§ EXTRACT:
● ● ● ● ● ● ●

The 1906 Intercalated Games or 1906 Olympic Games was an international multi-sport event that was celebrated in Athens, Greece. They were at the time considered to be Olympic Games and were referred to as the "Second International Olympic Games in Athens" by the International Olympic Committee. However, the medals that were distributed to the participants during these games are not officially recognised by the Olympic Committee and are not displayed with the collection of Olympic medals at the Olympic Museum in Lausanne, Switzerland.

Intercalated Games
The Intercalated Olympic Games were to be a series of International Olympic Games halfway between what is now known as the Games of the Olympiad. This proposed series of Games, intercalated in the Olympic Games cycle, was to always be held in Athens, and were to have equal status with the international Games. However, the only such Games were held in 1906.

The first Intercalated Games had been scheduled by the International Olympic Committee in 1901 as part of a new schedule, where every four years, in between the internationally organised Games, there would be Intermediate Games held in Athens.

This was a compromise: after the successful Games of Athens 1896, the Greeks suggested they could organise the games every four years. Since they had the accommodation and had proven they could hold well-organised games, they received substantial public support. However, Pierre de Coubertin, the founder of the International Olympic Committee, opposed this: he had intended for the first Games to be in Paris in 1900. After Paris had lost the première Olympics, de Coubertin did not want the games to be permanently hosted elsewhere. 

Unfortunately, the 1900 Games were overshadowed by the Exposition Universelle, whose organizing committee disagreed with de Coubertin's ideas to such an extent that he resigned. The organization of the 1900 Games was haphazard by today's standards, and although some events, such as archery, drew widespread attention, many others were poorly attended. Historians' opinions still differ over which events should be considered "Olympic".

Consequently, the IOC supported the Greek idea by granting them a second series of quadrennial games in between the first series. All of the games would be International Olympic Games: the difference was that half of them would follow Coubertin's idea of "organisation internationale", while the other half would follow the Greeks' idea of a permanent home with the Committee of the Olympic Games, as it was then known, as experienced organisers.

● ● ● ● ● ● ●

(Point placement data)
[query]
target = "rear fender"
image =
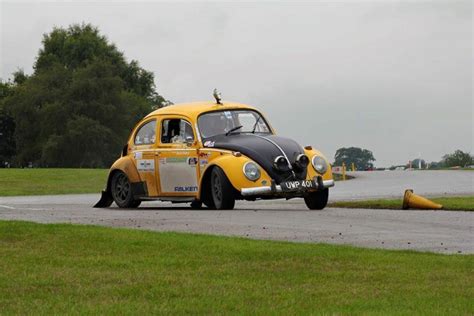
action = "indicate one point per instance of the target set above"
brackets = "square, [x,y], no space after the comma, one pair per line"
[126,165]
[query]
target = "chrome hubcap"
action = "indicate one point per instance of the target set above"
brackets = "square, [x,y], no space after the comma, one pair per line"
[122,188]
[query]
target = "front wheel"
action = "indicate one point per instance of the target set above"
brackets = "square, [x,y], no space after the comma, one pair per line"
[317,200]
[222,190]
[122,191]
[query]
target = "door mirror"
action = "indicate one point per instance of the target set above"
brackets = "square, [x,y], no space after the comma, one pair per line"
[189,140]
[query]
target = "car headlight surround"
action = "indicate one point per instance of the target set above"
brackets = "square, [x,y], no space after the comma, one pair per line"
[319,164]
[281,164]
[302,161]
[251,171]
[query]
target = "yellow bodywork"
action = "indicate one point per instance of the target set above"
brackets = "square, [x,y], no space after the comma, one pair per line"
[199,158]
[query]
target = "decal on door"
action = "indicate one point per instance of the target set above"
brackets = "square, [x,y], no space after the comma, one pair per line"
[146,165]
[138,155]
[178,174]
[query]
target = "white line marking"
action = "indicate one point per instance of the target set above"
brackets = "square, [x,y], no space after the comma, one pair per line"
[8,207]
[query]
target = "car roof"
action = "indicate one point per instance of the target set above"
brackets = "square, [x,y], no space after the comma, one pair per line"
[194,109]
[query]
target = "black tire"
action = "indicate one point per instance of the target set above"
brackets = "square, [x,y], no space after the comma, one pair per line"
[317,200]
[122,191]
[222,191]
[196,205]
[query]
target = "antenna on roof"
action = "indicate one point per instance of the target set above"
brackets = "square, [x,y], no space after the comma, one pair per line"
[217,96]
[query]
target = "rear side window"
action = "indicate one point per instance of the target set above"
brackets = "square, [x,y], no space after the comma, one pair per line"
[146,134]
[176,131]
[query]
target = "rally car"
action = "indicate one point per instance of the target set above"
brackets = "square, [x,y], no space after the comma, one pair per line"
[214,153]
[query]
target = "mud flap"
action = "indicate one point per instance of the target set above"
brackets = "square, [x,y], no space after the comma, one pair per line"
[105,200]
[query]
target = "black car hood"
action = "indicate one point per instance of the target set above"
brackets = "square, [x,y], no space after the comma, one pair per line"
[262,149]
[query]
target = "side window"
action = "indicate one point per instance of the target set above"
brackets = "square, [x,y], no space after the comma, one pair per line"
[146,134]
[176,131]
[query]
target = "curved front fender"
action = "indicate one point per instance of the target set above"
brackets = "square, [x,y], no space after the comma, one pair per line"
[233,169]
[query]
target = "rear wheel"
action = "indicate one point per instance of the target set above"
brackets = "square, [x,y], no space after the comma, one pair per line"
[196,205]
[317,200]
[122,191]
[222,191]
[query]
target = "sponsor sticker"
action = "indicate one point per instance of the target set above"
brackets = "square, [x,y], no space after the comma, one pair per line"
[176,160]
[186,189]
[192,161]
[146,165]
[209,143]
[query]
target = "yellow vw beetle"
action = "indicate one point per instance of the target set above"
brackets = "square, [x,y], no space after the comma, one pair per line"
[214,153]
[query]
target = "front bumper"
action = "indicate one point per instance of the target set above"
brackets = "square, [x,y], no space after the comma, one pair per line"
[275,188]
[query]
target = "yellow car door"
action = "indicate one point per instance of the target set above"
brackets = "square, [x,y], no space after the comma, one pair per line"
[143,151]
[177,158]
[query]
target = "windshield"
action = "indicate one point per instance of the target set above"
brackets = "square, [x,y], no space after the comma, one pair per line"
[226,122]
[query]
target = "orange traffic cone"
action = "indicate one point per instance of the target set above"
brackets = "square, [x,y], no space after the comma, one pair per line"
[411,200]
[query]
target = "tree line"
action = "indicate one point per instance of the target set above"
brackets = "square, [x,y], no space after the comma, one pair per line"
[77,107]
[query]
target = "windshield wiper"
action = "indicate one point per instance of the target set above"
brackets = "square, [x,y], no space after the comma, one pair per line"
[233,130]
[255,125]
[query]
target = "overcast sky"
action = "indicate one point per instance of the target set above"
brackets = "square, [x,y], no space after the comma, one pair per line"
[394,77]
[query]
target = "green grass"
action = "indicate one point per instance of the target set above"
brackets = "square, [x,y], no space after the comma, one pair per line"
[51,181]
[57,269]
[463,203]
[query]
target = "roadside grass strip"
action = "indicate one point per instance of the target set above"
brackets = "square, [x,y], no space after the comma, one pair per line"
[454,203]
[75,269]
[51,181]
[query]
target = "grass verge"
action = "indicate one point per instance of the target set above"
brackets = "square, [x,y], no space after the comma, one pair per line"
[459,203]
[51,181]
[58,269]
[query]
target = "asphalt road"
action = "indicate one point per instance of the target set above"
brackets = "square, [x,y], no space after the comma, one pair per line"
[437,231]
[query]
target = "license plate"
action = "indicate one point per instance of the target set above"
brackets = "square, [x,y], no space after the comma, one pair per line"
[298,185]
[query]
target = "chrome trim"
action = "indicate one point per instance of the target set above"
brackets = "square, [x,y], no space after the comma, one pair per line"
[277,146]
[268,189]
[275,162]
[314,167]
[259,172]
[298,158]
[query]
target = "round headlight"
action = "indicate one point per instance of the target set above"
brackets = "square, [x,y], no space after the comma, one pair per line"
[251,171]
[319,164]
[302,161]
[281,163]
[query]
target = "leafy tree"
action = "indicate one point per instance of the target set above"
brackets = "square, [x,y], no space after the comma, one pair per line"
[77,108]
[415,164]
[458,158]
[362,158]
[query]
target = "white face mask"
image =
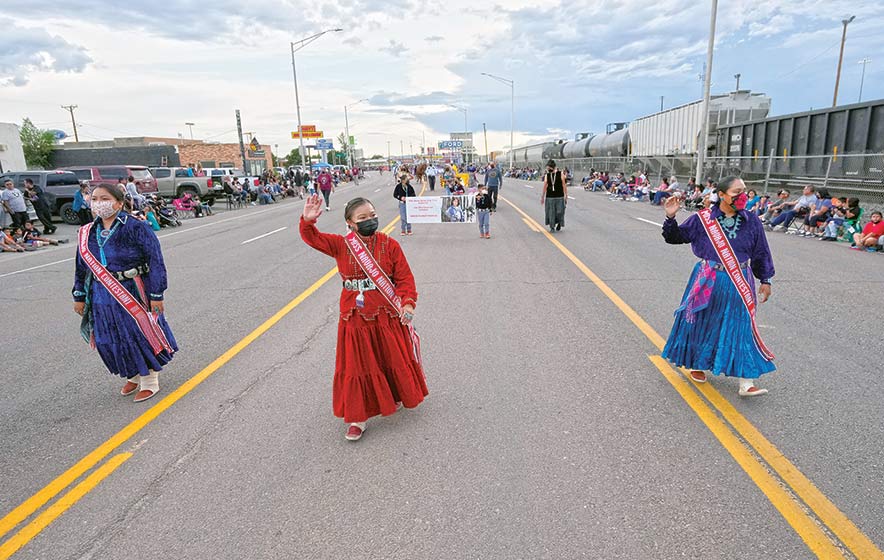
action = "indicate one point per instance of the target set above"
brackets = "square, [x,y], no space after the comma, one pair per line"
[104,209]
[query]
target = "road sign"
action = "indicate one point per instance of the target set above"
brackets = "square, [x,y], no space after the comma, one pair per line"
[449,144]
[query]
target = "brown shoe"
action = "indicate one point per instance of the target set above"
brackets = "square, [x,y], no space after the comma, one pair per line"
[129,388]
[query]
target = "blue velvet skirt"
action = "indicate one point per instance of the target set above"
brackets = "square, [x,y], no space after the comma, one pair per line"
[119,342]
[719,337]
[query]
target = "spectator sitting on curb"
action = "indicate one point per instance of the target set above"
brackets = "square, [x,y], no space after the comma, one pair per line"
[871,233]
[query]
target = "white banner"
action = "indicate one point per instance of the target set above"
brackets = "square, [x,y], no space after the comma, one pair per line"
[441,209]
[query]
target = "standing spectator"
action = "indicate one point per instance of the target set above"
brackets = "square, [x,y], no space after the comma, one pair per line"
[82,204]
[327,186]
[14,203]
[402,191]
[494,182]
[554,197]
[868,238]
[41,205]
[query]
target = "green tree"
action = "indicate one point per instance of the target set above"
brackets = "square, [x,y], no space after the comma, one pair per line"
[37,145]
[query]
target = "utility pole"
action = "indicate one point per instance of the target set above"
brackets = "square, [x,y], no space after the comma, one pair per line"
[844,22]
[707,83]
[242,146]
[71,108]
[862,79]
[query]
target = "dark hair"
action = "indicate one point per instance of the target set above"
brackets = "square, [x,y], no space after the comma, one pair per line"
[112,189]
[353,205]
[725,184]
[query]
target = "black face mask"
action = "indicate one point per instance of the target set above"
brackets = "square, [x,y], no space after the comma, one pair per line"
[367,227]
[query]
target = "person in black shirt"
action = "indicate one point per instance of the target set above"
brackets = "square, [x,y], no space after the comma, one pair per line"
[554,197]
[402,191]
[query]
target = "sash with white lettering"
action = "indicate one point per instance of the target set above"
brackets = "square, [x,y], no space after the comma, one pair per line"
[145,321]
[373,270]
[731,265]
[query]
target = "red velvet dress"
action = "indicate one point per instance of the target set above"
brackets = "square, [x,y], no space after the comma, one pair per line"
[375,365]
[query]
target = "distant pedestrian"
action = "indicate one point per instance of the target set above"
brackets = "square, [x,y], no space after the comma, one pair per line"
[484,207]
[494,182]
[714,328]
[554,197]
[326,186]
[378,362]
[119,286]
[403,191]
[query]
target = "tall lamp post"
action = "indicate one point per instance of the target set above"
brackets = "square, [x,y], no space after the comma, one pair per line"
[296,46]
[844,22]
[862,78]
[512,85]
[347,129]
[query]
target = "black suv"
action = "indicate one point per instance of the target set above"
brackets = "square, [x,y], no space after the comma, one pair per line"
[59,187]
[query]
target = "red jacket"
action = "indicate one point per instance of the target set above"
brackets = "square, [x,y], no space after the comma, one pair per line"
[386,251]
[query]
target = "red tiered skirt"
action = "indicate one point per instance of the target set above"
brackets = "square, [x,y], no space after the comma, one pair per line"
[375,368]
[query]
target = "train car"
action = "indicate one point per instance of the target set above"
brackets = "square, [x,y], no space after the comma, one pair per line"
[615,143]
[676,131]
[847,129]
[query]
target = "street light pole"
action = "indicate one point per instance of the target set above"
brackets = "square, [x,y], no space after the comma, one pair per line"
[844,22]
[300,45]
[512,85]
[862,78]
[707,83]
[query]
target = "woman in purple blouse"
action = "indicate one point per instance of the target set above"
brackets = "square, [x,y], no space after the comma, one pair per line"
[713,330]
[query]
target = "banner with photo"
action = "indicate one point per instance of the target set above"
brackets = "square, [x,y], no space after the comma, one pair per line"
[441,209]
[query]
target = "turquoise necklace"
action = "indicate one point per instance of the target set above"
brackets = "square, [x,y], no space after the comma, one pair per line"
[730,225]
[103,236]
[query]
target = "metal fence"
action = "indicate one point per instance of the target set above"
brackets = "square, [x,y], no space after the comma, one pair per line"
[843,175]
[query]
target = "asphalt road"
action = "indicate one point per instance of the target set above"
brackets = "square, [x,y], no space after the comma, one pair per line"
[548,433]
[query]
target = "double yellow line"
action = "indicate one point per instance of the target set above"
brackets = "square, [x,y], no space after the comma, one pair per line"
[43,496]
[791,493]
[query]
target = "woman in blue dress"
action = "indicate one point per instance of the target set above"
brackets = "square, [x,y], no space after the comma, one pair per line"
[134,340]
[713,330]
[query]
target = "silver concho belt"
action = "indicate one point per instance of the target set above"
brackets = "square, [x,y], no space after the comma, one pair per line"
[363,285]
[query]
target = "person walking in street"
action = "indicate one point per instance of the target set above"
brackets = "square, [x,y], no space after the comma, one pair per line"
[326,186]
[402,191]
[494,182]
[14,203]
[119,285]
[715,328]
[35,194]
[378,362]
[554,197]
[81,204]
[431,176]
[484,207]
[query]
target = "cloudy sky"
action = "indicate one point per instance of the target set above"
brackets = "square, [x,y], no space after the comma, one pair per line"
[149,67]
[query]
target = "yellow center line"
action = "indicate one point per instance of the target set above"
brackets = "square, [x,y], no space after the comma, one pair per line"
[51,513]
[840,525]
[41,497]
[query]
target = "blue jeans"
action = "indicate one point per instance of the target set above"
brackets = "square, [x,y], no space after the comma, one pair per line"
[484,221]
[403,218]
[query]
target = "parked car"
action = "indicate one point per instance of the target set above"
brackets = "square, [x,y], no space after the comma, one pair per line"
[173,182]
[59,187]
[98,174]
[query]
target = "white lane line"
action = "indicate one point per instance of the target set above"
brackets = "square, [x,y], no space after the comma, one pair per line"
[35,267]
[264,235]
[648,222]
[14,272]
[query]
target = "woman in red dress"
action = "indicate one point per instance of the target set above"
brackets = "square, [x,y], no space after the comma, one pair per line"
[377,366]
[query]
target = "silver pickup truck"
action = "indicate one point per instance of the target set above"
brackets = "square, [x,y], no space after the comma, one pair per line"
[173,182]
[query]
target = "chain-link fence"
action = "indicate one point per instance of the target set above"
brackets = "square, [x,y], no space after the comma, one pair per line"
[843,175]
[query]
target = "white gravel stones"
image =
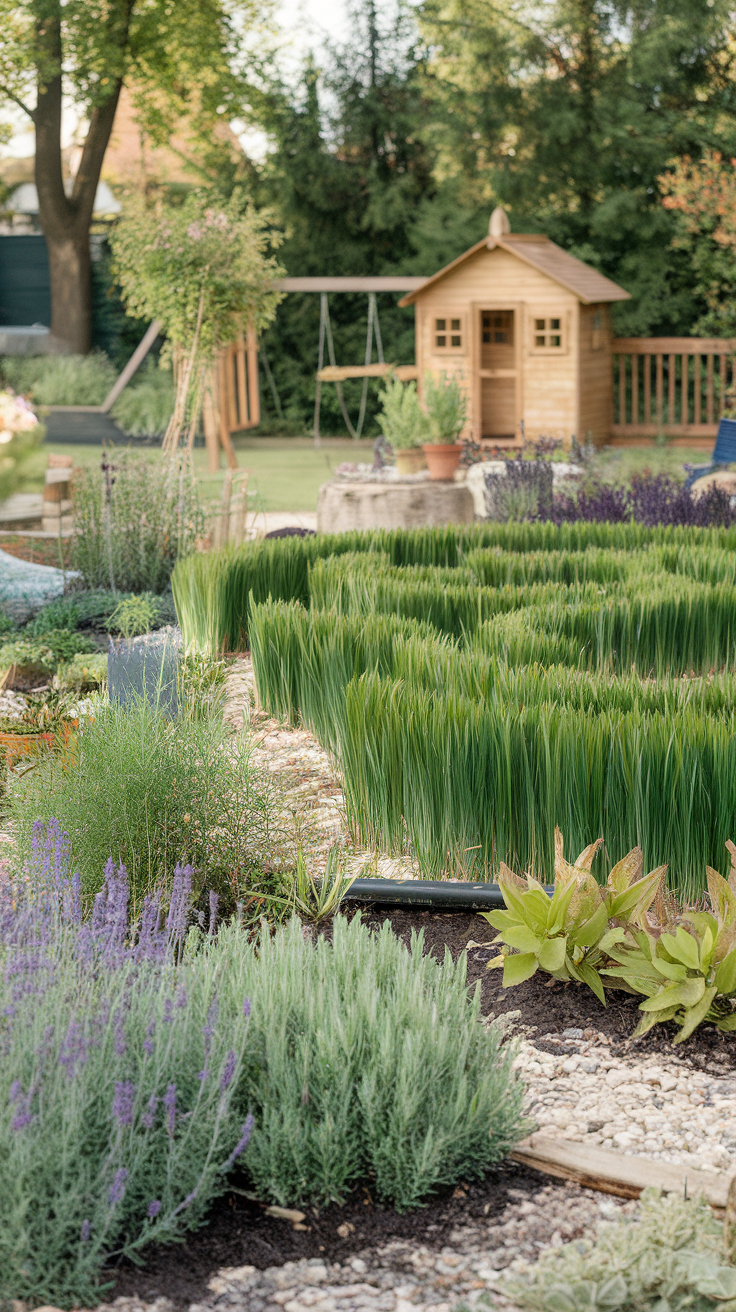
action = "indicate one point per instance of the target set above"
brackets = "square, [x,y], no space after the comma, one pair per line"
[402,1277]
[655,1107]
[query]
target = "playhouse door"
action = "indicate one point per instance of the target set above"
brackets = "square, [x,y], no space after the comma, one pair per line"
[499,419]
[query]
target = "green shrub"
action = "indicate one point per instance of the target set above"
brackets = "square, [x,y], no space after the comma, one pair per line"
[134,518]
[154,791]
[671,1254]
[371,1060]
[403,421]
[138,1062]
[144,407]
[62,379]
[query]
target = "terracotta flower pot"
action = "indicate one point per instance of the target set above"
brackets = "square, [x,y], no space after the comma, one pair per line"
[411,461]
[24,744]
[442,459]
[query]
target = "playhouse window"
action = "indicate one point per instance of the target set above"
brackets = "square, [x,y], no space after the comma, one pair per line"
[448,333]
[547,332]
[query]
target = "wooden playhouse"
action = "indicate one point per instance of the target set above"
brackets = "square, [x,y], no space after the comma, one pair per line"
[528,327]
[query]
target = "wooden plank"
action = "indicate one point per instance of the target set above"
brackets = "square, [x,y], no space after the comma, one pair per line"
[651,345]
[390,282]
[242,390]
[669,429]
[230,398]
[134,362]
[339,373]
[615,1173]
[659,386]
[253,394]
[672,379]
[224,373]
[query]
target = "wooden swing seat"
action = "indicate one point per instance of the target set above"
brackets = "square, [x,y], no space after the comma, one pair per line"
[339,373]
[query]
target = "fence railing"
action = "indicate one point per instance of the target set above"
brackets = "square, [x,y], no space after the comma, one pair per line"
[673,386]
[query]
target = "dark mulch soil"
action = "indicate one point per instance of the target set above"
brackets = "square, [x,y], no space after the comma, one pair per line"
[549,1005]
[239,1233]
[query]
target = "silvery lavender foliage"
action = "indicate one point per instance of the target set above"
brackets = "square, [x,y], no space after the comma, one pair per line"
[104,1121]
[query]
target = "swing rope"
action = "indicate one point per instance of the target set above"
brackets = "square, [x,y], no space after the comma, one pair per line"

● ● ● ● ● ● ●

§ PROBLEM:
Answer these questions about the Intercalated Games text:
(a) In which museum are the 1906 medals not displayed with the collection of Olympic medals?
(b) In what year did the International Olympic Committee schedule the first Intercalated Games?
(c) Which event at the 1900 Games is named as having drawn widespread attention?

§ TASK RESULT:
(a) The Olympic Museum in Lausanne, Switzerland.
(b) 1901.
(c) Archery.